-- Selected extract follows --
RECAP: Union great Sebastien Le Toux inducted into Ring of Honor

The best way to honor Sebastien Le Toux's contribution to the Philadelphia Union organization is with goals, and the team came through with four against Vancouver Whitecaps on Saturday. But with the score 1-0 at halftime Le Toux was honored in a more permanent way, with a giant banner featuring his name unveiled above section 117 in Talen Energy Stadium as the club's all-time leading scorer and creator became the first inductee into the Union Ring of Honor.

"When you're a player, you cannot dream about that," Le Toux said after the ceremony. "But to happen to me, it's kind of like, weird but awesome at the same time. It was great."

Friends, family, and former teammates stood on the Talen Energy Stadium pitch with the Union legend at halftime as he watched a video tribute to his career and a series of messages from former players that had been influenced by the Frenchman’s hard working approach to the game. In a short speech, a clearly emotional Le Toux thanked the fans for their support and reflected on his time in Philly.
-- Selected extract concluded --
Required work:
According to the recap of Sebastien Le Toux's Ring of Honor induction, where was the banner bearing his name unveiled?
-- Data extract follows --
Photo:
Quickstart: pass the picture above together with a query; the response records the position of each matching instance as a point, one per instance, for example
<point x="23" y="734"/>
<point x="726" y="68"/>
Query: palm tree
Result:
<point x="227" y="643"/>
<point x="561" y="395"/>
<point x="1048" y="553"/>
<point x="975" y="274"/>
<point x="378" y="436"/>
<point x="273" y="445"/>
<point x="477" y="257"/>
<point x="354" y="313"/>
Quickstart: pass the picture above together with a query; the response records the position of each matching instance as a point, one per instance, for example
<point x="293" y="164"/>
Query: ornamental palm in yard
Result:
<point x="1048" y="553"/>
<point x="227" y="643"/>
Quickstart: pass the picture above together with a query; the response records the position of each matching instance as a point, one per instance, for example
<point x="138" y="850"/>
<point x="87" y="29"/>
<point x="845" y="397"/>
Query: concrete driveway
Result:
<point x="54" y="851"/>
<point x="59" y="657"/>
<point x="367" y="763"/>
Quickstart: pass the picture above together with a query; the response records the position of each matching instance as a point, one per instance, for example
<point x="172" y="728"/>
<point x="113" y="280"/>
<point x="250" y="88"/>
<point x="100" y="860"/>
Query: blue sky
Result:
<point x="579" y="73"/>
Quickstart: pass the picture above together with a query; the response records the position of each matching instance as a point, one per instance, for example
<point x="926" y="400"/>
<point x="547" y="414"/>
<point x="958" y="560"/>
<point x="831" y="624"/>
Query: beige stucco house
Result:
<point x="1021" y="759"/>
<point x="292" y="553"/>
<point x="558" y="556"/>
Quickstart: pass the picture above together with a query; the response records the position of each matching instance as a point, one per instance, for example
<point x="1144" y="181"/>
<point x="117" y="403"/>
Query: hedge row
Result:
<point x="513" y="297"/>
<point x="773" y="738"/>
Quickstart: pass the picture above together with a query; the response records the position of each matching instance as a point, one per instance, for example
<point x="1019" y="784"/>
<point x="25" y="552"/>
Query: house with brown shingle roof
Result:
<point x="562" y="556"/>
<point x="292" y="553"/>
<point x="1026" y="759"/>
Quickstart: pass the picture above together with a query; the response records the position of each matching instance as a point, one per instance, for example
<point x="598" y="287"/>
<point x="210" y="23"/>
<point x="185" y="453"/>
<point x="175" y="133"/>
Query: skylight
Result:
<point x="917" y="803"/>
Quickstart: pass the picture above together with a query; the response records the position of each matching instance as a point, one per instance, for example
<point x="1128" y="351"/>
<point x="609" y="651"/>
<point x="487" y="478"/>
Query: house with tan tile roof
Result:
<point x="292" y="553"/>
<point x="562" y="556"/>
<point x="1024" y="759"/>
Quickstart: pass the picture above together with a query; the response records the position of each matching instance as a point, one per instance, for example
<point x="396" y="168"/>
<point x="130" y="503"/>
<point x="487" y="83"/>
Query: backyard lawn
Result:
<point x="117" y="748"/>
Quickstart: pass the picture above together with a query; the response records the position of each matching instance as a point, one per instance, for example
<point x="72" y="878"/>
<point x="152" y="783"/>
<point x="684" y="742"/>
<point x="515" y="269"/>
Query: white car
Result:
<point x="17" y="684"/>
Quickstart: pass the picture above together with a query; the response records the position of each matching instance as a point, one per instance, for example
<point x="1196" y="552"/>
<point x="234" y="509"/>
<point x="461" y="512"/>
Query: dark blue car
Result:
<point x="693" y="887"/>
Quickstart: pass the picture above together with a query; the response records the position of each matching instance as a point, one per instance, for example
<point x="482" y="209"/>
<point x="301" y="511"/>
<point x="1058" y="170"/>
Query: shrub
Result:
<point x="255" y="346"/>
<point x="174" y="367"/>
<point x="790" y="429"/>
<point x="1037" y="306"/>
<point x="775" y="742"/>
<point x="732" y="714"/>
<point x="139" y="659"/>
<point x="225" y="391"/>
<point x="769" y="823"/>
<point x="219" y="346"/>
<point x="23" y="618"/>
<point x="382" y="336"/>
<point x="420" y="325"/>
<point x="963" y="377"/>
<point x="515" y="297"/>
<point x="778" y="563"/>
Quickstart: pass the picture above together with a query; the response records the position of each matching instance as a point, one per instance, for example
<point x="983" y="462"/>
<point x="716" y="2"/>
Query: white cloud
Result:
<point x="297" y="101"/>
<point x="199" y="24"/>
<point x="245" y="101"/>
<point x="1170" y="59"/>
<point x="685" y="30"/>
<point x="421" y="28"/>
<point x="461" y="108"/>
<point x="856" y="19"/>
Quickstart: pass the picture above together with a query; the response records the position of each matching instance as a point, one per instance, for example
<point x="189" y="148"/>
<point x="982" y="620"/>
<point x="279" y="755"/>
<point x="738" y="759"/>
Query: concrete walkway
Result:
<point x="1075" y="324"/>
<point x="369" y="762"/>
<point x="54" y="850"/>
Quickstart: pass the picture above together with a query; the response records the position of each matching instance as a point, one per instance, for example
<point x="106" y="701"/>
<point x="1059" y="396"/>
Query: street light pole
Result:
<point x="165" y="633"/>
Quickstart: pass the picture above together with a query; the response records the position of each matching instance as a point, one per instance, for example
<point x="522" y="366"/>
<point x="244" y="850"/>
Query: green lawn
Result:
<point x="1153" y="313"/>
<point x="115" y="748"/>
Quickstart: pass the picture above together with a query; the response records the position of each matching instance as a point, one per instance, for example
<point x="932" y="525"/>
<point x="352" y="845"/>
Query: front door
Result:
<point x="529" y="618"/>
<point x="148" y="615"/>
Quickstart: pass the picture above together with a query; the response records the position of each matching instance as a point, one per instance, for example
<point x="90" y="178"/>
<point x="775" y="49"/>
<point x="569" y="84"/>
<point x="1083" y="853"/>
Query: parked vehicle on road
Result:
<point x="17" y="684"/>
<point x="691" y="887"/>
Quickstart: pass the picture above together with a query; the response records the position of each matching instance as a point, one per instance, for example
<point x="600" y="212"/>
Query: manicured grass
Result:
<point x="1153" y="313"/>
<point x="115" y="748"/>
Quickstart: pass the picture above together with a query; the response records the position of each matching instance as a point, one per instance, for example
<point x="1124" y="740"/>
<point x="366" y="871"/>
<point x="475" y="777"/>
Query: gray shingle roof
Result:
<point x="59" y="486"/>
-- Data extract concluded --
Solved problem:
Above section 117 in Talen Energy Stadium.